== Consigne ==
Mettez à l'échelle tout ce qui va de la ligne contenant « of the thin » jusqu'à la fin des enregistrements, et uniquement cela. Recopiez chacune de ces lignes en multipliant toutes les coordonnées x et y par 0,55, puis arrondissez-les à l'entier le plus proche, les demis vers le haut.
▽
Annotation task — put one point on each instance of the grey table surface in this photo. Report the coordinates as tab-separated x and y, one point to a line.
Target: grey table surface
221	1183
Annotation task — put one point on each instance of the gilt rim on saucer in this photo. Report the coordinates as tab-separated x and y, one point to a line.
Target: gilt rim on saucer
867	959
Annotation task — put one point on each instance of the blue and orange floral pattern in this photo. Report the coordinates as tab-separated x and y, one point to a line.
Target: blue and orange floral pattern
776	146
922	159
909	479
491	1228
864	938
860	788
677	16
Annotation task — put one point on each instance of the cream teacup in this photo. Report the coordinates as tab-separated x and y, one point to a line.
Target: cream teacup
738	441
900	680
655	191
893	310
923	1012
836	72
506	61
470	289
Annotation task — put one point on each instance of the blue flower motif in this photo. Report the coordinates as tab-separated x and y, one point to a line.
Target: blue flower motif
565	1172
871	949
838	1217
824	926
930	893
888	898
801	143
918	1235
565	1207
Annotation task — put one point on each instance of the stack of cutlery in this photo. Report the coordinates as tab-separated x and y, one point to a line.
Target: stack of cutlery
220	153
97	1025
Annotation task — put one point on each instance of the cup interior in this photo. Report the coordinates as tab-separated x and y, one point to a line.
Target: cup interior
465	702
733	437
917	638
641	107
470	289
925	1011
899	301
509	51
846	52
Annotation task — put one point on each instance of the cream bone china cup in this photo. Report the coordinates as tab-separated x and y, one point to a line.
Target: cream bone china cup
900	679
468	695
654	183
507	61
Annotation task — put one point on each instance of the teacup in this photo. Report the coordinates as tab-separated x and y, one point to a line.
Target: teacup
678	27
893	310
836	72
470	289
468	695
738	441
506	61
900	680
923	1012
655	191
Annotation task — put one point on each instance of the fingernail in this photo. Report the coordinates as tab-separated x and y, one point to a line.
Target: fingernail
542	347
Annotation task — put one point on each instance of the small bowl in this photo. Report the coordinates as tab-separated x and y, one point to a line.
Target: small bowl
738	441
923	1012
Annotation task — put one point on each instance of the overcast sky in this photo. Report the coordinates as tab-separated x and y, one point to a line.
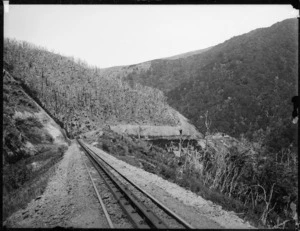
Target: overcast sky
111	35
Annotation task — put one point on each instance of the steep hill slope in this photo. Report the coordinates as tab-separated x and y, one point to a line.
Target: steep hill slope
32	143
78	96
245	84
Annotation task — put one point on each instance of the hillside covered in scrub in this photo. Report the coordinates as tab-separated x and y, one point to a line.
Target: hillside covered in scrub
78	96
245	83
242	87
32	144
236	93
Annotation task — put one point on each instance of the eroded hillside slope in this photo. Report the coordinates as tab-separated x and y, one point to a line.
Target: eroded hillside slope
32	143
78	96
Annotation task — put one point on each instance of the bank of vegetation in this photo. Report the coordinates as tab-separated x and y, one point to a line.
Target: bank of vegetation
75	93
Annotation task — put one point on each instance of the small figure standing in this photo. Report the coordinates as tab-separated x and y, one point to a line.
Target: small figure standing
295	113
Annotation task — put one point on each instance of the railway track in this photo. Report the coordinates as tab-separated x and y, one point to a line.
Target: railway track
141	209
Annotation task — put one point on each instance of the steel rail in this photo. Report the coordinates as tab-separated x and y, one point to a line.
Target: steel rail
151	219
157	202
100	200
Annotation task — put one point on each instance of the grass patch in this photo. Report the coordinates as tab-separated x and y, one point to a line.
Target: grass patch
21	183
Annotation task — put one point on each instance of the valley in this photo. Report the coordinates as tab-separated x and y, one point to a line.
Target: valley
208	133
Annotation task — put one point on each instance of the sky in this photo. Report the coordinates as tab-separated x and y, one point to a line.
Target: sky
113	35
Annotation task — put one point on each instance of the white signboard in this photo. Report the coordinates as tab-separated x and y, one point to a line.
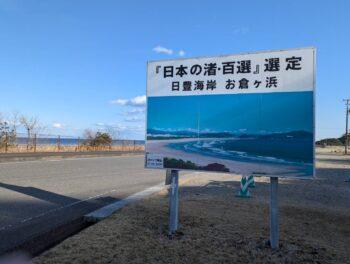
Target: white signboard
248	113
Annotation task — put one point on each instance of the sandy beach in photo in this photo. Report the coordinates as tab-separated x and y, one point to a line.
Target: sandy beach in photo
162	148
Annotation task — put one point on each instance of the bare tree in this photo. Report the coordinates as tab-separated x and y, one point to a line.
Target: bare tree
14	122
30	124
112	131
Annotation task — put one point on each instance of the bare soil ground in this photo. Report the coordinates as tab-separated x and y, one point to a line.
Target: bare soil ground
217	227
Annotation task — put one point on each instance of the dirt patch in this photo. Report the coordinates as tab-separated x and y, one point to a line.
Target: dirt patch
217	227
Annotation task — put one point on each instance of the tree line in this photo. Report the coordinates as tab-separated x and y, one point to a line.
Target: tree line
11	124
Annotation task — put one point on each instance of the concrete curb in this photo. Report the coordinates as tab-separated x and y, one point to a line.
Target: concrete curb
108	210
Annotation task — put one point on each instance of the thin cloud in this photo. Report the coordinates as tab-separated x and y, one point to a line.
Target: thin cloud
240	30
138	101
160	49
133	119
58	125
△
== Résultat ==
Annotation task — put one point on each instance of the thin cloud in this photo. Report the coordinates as tab-separated x and y, one point to a line.
Target: thin cloud
132	17
76	56
88	27
73	65
32	69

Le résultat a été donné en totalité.